- [The exercise]: In the records below, begin at the line that contains "On this screenshot, the green grass pitch" and stop after the line that contains "[552,398,640,417]". Arrange those lines, both ends included, as a JSON list of strings with one string per line and blank lines omitted.
--
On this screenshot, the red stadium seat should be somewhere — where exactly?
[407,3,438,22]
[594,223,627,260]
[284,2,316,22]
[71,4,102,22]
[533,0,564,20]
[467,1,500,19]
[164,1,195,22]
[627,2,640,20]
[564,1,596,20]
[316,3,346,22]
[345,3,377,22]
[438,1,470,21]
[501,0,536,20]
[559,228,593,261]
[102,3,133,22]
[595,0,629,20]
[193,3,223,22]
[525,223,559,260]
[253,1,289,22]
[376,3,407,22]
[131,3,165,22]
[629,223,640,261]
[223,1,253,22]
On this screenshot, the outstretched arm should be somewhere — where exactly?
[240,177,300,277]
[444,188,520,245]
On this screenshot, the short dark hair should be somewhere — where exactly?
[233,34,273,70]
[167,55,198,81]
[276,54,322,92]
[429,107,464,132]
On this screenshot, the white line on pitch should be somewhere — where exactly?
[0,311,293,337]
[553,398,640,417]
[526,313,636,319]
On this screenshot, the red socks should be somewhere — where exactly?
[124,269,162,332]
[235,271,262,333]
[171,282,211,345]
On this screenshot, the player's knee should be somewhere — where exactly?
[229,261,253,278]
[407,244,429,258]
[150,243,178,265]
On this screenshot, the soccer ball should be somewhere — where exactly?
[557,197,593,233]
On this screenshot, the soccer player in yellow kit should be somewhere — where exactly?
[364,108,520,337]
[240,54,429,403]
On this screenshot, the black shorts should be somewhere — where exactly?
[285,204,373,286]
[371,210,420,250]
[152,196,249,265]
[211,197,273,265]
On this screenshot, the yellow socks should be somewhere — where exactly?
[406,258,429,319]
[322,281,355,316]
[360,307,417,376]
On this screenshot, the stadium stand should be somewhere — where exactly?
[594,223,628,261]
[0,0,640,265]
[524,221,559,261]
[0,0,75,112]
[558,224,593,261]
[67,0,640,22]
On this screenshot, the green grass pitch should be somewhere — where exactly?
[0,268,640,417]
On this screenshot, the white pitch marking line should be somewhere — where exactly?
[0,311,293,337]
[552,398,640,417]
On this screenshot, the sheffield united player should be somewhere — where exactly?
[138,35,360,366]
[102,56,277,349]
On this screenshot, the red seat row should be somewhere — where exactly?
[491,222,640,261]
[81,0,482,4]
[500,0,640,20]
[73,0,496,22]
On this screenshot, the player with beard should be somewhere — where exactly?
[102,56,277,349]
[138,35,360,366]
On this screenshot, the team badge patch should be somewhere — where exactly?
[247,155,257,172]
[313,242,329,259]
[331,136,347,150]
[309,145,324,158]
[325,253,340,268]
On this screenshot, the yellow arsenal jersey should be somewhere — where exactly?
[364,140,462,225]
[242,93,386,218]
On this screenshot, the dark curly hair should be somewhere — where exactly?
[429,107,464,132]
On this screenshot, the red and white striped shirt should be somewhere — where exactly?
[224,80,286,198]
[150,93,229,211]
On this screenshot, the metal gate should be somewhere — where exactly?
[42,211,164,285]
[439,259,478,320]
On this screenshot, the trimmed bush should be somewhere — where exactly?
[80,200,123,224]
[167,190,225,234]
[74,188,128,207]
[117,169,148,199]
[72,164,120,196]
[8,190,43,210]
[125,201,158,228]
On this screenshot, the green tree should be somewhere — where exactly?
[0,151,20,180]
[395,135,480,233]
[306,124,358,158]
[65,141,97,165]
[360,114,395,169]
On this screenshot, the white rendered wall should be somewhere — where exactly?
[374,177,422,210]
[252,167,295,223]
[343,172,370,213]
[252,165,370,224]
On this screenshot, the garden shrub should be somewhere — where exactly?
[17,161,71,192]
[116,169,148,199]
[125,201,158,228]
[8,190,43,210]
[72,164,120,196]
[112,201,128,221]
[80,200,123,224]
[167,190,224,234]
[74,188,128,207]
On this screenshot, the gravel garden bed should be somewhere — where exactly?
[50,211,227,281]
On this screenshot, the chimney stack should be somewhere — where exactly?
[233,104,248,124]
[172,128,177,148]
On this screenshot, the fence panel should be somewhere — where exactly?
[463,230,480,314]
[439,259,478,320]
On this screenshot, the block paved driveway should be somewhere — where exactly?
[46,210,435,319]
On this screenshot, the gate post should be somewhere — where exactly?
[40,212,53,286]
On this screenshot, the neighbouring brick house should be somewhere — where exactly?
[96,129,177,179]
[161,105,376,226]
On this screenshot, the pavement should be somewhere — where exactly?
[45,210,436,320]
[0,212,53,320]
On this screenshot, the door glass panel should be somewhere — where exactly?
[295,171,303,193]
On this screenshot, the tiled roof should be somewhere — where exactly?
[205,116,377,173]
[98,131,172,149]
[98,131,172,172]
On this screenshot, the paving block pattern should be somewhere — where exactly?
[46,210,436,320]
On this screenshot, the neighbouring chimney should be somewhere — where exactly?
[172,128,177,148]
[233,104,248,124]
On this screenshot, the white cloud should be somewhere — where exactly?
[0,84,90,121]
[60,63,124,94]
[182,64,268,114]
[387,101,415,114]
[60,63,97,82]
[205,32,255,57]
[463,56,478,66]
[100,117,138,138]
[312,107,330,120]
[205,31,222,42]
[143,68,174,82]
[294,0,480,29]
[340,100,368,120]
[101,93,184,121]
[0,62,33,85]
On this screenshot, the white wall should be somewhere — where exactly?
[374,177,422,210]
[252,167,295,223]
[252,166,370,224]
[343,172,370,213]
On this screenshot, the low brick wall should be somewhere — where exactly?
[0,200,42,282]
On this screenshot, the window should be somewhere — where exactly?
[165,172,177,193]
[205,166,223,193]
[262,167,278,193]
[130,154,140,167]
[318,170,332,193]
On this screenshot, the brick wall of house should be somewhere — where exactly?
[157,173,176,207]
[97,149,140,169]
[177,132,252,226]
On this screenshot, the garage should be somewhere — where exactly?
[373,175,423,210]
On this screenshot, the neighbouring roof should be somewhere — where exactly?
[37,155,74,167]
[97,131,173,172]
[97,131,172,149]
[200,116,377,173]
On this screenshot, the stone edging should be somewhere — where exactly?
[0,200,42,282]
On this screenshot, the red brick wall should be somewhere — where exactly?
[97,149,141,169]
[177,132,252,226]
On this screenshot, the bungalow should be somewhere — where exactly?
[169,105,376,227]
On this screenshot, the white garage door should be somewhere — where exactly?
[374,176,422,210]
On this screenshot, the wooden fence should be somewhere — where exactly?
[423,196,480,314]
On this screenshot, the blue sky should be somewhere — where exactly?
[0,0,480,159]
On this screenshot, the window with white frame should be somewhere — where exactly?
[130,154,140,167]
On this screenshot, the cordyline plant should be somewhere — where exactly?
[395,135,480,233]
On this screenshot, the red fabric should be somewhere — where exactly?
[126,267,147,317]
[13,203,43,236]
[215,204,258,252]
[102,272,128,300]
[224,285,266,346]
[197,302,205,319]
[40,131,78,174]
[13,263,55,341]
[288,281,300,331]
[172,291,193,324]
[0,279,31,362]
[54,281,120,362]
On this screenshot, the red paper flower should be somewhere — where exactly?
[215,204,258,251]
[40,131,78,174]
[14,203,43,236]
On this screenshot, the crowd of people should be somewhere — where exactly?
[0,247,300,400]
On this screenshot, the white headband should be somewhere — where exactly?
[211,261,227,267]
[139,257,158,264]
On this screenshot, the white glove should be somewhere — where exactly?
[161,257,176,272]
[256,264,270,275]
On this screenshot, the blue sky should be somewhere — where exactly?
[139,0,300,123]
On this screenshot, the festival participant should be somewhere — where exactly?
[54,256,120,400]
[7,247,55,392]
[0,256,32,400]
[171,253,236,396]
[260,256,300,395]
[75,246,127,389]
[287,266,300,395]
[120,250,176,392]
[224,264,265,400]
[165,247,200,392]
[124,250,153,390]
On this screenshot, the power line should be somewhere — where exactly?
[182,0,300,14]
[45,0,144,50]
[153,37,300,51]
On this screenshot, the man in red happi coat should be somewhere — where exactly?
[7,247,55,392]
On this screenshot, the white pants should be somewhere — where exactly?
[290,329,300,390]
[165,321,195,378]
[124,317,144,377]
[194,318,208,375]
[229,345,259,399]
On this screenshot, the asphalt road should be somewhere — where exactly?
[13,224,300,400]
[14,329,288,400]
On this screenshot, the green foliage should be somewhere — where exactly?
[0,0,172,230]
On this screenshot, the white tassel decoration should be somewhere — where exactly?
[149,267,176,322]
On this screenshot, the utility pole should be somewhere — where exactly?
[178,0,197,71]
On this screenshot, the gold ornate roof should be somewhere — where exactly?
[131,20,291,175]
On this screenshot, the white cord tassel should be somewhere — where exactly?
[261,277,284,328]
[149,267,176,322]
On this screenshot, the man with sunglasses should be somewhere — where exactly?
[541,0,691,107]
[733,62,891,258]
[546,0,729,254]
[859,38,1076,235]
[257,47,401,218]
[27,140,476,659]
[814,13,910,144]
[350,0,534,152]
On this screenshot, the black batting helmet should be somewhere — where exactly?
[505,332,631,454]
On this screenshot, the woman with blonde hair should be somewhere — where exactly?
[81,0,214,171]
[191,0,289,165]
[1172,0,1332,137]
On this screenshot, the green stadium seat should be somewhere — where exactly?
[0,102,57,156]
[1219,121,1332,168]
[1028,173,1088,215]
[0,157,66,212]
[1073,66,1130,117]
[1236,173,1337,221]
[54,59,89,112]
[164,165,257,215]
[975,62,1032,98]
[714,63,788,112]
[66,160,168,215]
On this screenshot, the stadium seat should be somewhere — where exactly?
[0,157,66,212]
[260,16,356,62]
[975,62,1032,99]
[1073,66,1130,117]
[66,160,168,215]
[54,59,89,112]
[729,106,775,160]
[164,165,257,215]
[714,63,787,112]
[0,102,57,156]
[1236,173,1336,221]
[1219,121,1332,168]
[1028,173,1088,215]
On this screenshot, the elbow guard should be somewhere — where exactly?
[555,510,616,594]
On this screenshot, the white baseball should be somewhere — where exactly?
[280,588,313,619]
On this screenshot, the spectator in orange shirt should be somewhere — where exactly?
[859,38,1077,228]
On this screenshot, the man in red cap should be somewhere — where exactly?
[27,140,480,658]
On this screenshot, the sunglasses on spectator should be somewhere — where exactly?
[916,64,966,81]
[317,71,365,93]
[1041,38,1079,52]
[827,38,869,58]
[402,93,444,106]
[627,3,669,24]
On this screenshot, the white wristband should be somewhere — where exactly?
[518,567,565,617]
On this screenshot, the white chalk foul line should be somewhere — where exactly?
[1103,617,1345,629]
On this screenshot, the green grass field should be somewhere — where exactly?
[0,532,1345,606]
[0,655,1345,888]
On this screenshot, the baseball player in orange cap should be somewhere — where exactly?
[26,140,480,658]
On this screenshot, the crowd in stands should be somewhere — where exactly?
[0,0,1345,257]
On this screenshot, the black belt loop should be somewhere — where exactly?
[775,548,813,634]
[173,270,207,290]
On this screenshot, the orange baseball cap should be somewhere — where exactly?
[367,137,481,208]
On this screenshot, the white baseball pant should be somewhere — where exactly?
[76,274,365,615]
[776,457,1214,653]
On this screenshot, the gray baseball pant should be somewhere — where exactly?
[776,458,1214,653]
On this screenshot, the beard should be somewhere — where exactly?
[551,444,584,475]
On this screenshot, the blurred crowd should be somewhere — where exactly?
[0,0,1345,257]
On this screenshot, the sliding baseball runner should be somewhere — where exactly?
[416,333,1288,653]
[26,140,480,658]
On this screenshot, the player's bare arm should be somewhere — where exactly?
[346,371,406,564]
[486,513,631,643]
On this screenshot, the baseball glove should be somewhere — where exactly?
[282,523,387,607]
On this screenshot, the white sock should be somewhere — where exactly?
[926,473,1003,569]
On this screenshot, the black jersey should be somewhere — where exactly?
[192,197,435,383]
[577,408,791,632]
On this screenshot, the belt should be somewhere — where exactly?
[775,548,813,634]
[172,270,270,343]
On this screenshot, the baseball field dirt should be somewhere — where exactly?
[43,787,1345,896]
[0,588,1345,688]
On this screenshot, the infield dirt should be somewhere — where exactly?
--
- [Complete answer]:
[
  "On this screenshot, the green grass pitch should be somewhere — where exactly?",
  "[0,268,640,417]",
  "On this screenshot, the white pitch marking line should be somewhere — where exactly?",
  "[0,311,293,337]",
  "[552,398,640,417]"
]